## REQUEST A
In the Metrics UI processes issue, why will the sparkline visualizations from the design not be implemented?
## REQUEST B
Put this sentence from the Metrics UI processes issue into Spanish: "Note: We are NOT going to implement the sparkline visualizations from the design, to avoid performance bucketing problems."
## REQUEST C
Continue the Metrics UI processes issue thread from its last line.

## PAGE EXCERPT
========

Kibana: [Metrics UI] Enhanced host details - Processes - Additional Features

Created on 20 Nov 2020  路  26Comments  路  Source: elastic/kibana

Some acceptance criteria from https://github.com/elastic/kibana/issues/80307 still needs to be met:

  • De-couple the queries for the data needed for the expanded view and only make that request for an individually expanded accordion on demand, rather than loading it as part of the list query for all processes.

Note: We are NOT going to implement the sparkline visualizations from the design, to avoid performance bucketing problems.

  • ~Implement the View Trace in APM button~ Now handled by https://github.com/elastic/kibana/issues/84849
    > APM correlation
    >
    > host.name, process.pid, @timestamp can be used to correlate a process with an APM service, that can place an APM agent language icon beside the process name on the table.

Discussion about how to link to APM is partially here -> https://github.com/elastic/kibana/issues/80307#issuecomment-716916730

  • ~Group queries by process.command_line instead of system.process.cmdline for proper ECS adherence (https://github.com/elastic/beats/pull/22325)~ Holding off on this; seems to be buggy
Metrics UI logs-metrics-ui enhancement

Most helpful comment

@jasonrhodes correct, @alex-fedotyev and I discussed this and came to the conclusion that linking to a service is better than to a particular trace.

All 26 comments

Pinging @elastic/logs-metrics-ui (Team:logs-metrics-ui)

@elastic/apm @sqren @sorantis @nehaduggal can any of you help us understand the "View Trace in APM" requirement in this ticket? How can we most easily/safely link to APM from a running process with host.name, process.pid, and @timestamp? And would we be linking to a _trace_ or would it more likely be to a service page? Thanks!

UPDATE: I just saw this comment -> https://github.com/elastic/kibana/issues/80307#issuecomment-716916730

It looks like there is still some ambiguity about where exactly to link?

After meeting with @hbharding, @sorantis, @simianhacker, @Zacqary, @phillipb, and @katefarrar about this work, we decided to make a few performance and UX optimizations.

Step 1 (these will be added to the AC for this ticket):

  • Remove the sparkline visualizations from the process list view
  • De-couple the queries for the data needed for the expanded view and only make that request for an individually expanded accordion on demand, rather than loading it as part of the list query for all processes.

========

## STORED ROWS
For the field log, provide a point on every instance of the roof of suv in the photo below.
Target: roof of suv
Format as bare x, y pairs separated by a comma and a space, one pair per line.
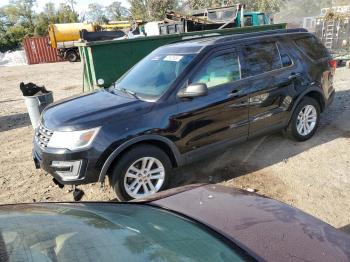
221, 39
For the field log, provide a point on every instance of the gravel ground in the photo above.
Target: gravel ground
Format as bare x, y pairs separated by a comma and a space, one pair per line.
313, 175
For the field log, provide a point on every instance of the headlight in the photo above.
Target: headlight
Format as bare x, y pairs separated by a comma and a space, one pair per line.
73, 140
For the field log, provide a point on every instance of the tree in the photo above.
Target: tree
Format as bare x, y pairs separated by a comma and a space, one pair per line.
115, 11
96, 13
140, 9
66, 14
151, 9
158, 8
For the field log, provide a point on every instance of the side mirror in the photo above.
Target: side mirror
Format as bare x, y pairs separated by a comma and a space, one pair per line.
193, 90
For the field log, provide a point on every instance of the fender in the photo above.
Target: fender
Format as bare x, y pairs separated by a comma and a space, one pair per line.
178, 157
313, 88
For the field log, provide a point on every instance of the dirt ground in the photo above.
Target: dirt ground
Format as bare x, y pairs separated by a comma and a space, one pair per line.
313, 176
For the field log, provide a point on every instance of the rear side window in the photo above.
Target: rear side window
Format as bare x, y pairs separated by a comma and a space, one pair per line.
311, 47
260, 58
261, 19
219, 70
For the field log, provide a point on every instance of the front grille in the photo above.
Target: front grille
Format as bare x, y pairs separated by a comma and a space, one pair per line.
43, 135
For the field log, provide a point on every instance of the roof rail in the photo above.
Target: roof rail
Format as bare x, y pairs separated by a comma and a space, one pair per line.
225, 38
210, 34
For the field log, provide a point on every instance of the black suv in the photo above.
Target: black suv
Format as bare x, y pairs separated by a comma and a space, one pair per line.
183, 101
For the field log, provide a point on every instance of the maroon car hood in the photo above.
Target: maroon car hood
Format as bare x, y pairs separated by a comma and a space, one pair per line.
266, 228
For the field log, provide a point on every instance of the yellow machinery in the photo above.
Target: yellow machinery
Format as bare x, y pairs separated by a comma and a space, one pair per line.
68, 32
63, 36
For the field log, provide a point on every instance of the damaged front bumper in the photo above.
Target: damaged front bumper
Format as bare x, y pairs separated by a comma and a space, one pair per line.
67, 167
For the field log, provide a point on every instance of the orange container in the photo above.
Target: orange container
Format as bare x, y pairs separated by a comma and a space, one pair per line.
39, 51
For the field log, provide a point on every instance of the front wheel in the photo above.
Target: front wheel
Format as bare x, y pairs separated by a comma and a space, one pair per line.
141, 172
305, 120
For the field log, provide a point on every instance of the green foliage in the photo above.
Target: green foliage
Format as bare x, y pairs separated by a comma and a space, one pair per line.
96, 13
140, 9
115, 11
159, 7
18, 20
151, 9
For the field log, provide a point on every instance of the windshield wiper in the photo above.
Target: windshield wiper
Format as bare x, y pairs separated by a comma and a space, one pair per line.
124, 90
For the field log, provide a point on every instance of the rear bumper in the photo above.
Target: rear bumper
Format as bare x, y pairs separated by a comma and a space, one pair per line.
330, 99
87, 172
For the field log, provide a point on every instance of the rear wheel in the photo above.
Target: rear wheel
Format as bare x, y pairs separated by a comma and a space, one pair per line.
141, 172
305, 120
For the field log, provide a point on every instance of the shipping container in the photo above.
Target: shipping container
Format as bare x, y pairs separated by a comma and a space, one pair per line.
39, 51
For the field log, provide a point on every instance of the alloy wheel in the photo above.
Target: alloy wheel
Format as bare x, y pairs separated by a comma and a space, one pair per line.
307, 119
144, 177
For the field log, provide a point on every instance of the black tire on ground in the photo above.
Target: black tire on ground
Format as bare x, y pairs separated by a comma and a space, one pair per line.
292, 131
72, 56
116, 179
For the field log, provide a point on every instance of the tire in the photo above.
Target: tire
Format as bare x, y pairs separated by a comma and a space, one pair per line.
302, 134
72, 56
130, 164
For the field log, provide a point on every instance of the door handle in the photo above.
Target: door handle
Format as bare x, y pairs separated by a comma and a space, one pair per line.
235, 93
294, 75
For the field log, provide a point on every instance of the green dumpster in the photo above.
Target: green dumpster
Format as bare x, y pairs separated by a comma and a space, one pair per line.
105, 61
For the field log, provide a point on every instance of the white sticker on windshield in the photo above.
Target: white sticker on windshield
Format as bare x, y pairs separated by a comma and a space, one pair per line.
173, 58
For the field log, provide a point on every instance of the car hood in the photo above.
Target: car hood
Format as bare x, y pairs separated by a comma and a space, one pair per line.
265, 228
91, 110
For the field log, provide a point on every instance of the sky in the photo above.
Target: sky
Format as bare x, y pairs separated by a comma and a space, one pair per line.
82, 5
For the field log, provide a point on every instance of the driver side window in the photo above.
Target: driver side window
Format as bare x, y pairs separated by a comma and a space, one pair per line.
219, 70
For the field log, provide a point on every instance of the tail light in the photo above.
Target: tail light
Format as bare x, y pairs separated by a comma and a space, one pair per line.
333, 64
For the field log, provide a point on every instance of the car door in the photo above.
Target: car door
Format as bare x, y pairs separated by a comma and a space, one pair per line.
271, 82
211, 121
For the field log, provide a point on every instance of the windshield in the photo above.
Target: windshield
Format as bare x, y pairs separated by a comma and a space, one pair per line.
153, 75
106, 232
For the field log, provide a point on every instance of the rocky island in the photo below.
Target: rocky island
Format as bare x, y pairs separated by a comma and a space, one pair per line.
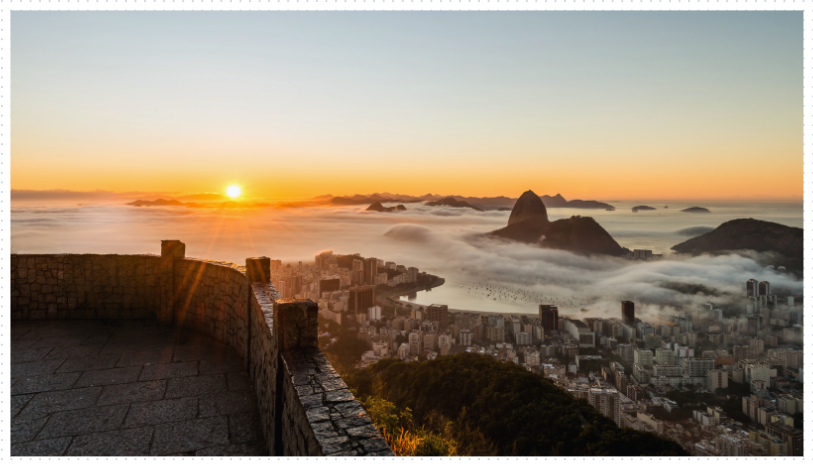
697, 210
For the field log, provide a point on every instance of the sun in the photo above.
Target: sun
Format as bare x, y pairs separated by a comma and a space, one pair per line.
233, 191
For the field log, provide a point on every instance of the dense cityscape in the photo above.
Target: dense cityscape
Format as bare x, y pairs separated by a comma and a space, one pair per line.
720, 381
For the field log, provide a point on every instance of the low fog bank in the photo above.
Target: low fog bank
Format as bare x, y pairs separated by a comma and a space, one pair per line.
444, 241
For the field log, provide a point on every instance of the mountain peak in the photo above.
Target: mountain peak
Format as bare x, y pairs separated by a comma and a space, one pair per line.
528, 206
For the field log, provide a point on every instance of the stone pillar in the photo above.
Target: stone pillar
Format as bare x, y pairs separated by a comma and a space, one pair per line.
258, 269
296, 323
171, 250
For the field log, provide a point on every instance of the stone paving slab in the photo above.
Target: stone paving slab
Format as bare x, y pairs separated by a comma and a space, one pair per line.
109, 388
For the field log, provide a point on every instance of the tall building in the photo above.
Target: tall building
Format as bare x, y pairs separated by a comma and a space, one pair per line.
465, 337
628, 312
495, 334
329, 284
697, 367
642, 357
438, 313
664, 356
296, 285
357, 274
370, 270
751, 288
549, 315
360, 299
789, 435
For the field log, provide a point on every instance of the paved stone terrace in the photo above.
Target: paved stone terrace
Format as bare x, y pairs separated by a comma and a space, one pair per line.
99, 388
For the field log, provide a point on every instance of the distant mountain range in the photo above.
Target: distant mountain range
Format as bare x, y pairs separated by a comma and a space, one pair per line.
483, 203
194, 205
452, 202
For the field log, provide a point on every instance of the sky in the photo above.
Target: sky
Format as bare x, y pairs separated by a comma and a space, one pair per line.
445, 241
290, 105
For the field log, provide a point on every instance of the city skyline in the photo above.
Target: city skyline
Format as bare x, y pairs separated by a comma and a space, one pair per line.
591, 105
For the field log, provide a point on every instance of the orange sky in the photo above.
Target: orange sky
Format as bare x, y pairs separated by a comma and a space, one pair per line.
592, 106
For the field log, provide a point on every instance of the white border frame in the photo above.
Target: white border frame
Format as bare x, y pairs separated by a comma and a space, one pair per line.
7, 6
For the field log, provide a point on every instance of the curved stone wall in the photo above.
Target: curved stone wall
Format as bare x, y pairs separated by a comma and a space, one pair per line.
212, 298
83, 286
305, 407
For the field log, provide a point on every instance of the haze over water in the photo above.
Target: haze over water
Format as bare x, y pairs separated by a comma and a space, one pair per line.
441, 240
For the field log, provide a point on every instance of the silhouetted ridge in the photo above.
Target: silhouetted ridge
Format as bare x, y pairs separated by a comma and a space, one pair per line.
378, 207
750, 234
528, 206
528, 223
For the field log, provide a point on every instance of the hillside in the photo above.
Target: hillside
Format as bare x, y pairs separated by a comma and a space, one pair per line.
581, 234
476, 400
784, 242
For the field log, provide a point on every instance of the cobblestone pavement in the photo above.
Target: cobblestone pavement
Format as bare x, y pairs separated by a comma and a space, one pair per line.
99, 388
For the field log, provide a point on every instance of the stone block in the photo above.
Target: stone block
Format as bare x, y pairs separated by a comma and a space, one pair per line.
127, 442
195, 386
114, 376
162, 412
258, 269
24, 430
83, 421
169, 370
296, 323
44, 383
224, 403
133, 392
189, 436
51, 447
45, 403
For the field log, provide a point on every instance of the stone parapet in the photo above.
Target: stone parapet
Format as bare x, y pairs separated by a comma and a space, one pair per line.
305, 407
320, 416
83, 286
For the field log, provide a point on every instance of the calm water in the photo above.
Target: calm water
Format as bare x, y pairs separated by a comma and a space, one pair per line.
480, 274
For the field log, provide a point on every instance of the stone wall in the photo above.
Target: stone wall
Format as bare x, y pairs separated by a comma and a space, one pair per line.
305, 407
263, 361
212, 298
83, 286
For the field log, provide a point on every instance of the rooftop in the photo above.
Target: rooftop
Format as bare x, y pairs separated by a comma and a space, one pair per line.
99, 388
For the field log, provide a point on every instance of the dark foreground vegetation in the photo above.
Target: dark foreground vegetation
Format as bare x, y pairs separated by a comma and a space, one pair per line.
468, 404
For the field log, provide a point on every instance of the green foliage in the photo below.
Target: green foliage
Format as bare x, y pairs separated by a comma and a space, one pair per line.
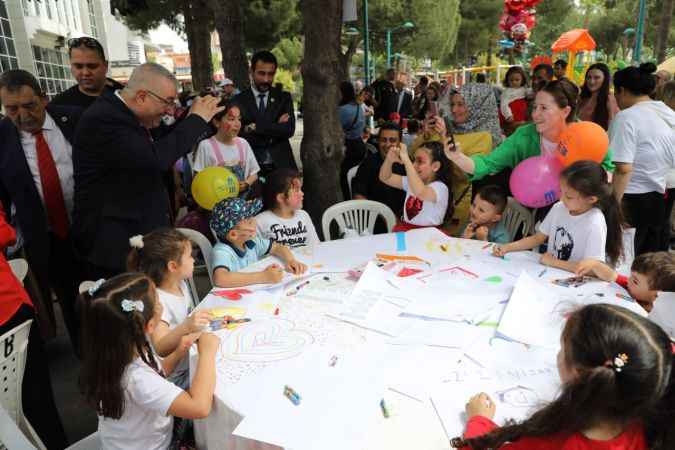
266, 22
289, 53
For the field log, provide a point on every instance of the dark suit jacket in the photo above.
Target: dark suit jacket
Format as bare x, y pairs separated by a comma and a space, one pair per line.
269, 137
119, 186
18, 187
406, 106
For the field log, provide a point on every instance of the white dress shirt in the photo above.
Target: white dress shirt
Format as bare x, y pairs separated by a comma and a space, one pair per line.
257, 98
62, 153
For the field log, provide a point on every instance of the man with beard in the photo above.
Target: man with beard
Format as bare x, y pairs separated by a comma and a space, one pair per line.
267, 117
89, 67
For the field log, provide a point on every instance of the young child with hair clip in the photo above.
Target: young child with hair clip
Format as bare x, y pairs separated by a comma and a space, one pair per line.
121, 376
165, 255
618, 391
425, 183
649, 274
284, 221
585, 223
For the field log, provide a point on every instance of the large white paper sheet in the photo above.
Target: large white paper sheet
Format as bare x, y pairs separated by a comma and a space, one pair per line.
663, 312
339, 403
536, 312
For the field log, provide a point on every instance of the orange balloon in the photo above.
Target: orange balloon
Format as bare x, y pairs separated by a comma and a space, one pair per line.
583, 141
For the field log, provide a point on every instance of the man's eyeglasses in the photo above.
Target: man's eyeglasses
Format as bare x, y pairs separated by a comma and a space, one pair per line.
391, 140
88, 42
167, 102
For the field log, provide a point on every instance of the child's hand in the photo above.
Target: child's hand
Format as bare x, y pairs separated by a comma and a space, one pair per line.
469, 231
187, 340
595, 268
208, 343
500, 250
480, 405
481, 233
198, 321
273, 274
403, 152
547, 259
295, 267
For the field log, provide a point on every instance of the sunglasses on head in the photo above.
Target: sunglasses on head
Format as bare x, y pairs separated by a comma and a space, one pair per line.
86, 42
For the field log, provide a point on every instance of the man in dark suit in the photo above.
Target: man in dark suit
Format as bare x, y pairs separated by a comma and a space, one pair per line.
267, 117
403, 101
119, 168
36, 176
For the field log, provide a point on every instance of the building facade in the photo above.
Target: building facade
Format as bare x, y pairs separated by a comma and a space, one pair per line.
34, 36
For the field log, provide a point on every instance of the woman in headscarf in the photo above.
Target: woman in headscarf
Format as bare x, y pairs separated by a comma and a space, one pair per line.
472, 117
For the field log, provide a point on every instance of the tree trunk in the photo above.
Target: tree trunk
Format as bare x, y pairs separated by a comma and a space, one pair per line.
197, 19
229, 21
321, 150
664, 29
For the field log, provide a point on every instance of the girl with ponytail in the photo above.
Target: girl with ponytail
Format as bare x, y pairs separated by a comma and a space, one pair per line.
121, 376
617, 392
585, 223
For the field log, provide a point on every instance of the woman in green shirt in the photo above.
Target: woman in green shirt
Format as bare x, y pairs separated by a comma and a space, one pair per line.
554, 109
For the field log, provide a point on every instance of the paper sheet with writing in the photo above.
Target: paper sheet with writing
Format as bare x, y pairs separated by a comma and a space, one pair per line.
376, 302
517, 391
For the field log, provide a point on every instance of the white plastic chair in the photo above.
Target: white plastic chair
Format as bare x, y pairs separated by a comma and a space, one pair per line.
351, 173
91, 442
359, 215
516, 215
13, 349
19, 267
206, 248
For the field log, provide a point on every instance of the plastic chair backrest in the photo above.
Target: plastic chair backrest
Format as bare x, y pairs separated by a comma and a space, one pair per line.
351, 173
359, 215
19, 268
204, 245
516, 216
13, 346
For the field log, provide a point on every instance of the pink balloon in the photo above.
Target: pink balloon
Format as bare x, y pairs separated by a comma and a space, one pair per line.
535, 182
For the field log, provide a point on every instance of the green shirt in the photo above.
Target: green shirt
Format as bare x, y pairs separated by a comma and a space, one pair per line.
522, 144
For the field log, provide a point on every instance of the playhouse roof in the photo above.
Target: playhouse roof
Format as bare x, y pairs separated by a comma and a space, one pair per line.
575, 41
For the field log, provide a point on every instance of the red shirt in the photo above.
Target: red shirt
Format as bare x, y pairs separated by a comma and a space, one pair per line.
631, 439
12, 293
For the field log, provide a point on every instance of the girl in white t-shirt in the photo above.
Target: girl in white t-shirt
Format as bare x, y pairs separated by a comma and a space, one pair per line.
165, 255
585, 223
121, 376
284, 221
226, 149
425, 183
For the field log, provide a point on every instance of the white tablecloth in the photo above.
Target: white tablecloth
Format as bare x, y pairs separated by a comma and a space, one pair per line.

========

## RIGHT ANSWER A
To avoid performance bucketing problems.

## RIGHT ANSWER B
Nota: NO vamos a implementar las visualizaciones sparkline del diseño, para evitar problemas de rendimiento con la agrupación en buckets.

## RIGHT ANSWER C
Step 2 (this will be moved to a new, separate ticket):

  • Consider whether we need to be querying for all processes or if, more likely, a Top N Processes by X view would likely be useful for users and more performant. Still need to figure out a good value or set of values for N (10? 20?), and a way to easily switch X (CPU, Memory)

It looks like there is still some ambiguity about where exactly to link?

In that discussion we talked about linking to a service given a host.name and process.pid. I gave the follow suggestion:

# link:
/app/apm/link-to/service?host=my-host&pid=my-pid 

# redirects to:
/app/apm/my-java-service/overview

If we want to link to a specific trace some additional info is needed. Obviously if you have access to a trace.id that would solve it since we already have /app/apm/link-to/trace/${trace.id}. Without trace.id I'm not sure how we can do it. So linking to a service might do it for now.

@jasonrhodes The sparkline provides a quick overview of recent process behavior and the plan was to standardize the use of sparklines for other table views, e.g. containers, pods, processes, and (in the future) functions. We're already using it in other places, like APM. I'd not consider removing it until we have a good understanding of the actual performance impact.

After meeting with @hbharding, @sorantis, @simianhacker, @Zacqary, @phillipb, and @katefarrar about this work, we decided to make a few performance and UX optimizations.

Can we start by getting a performance baseline of the current query vs new ones?

  1. Current query with sparklines
  2. Current query without sparklines
  3. Query for TOP 10/20/30 with sparklines
  4. Query for TOP 10/20/30 without sparklines

@sorantis if we don't get rid of the sparklines we are sort of back at square one on what to do with this ticket. The performance complexity that the sparklines introduce is exponential because of max bucket size problems. I think choosing to standardize on those may end up creating a ton of issues across the app, if we aren't very careful.

@sgrodzicki yeah we can do some query comparisons. I was hoping we could do something quick and easy now and do something more holistic after that, but it sounds like we need more information. I'll work with @Zacqary to look at those query numbers and we'll report back.

@sqren I wasn't sure if that "link-to" link exists already? If it does, that looks like it would be perfect for us.

As for trace vs service, it feels like we want to link to service. @sorantis can you confirm?

@jasonrhodes correct, @alex-fedotyev and I discussed this and came to the conclusion that linking to a service is better than to a particular trace.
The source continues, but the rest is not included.